» CONSEGNA: Riprendi il brano su Màrai e la psicoanalisi a Budapest e continualo a partire dalla sua ultima frase.

» TESTO SELEZIONATO:

:::

Ma si capisce che l’equilibrio è andato in frantumi non solo per la guerra, ma anche per la rivoluzione, esplicitamente citata. Il giudice critica la crisi dei valori della sua stessa classe, l’eccessiva disinvoltura con cui la giovane generazione parla dei problemi sessuali e del denaro come unico valore dominante nella sua classe sociale. Pensa che il matrimonio sia un sacramento ed è chiamato a sciogliere civilmente un legame sacro. Egli stesso, che è felicemente sposato, è insidiato dalla nevrosi, da una specie di vertigine che lo coglie negli ultimi tempi. Questa volta Màrai esplicitamente fa riferimento alla psicoanalisi: “a quei tempi era in voga l’educazione di matrice psicoanalitica”.
Ne deve aver avuto un’esperienza diretta, anche se non mi risulta che fosse stato analizzato. Negli anni Venti del Novecento Budapest era un centro attivo in questo campo con un gruppo di medici, che si raccoglievano intorno a uno degli allievi più brillanti di Freud, Sandor Ferenczi. Il “gruppo degli ungheresi” nel loro esilio londinese sarà quello che sperimenterà più radicalmente la psicoanalisi in vari ambiti, anche lontani da quelli circoscritti da Freud (l’analisi infantile, l’analisi delle psicosi, la relazione medico di base-paziente, le terapie brevi).

:::

(Dati di localizzazione di punti nelle immagini)
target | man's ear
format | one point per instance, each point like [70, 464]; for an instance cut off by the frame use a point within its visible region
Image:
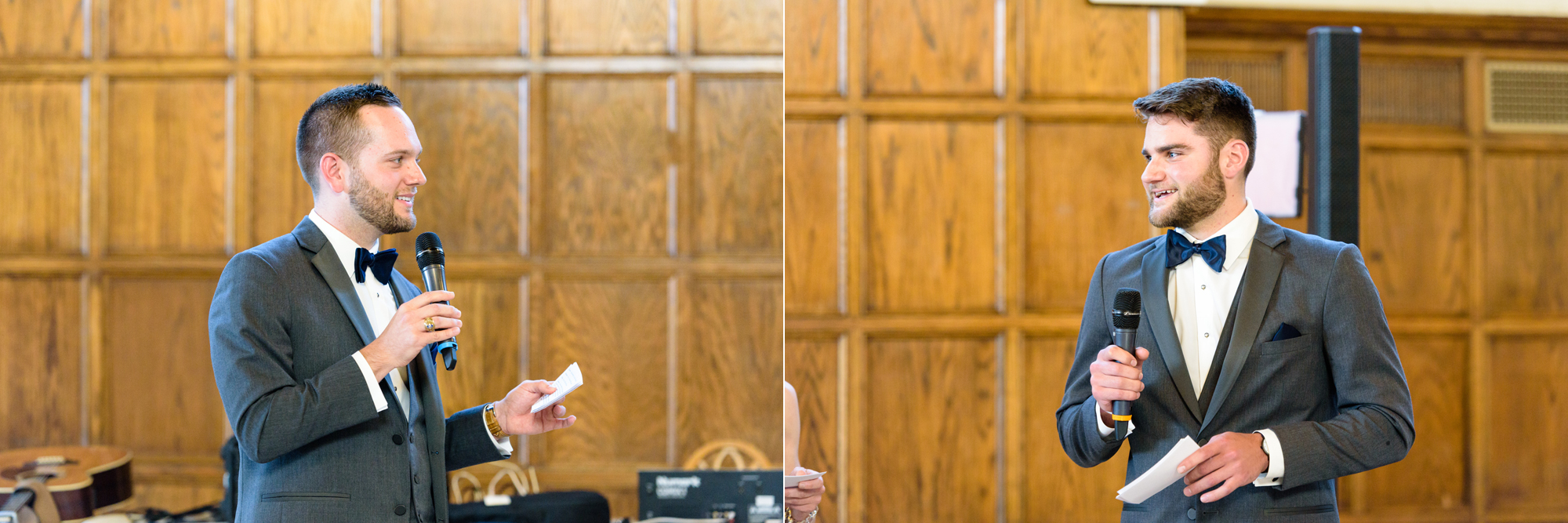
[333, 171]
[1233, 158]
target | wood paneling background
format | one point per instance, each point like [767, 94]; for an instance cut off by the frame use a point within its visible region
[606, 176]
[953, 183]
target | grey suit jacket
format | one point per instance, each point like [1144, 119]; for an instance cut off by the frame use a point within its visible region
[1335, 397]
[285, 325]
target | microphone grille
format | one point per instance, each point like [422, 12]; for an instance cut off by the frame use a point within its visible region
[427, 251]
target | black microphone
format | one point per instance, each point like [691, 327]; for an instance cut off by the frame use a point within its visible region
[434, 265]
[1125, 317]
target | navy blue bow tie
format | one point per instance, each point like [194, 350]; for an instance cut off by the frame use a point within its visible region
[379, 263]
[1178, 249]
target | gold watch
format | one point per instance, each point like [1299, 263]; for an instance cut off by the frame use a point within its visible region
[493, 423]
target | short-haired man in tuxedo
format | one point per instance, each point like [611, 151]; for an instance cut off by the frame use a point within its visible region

:::

» RISPOSTA:
I sogni hanno un ruolo decisivo nel romanzo: l’interrogazione decisiva di Imre a Kristòf riguarda un sogno e per quanto il giudice neghi decisamente ogni significato onirico, dicendo “Sogno, follia” con un’idea arcaicamente borghese, ne è decisamente turbato, in quanto il sogno stabilisce un triangolo tra i due decisamente sui generis, il cui disvelamento lascio alla curiosità del lettore. La seconda parte del romanzo è il lungo racconto del giovane medico, che il giudice trova la sera stessa ad aspettarlo a casa propria quando egli rientra con la propria moglie dopo una “merencena”, che nella crisi sociale post-bellica ha “sostituito con moderna semplicità i lauti banchetti di un tempo”.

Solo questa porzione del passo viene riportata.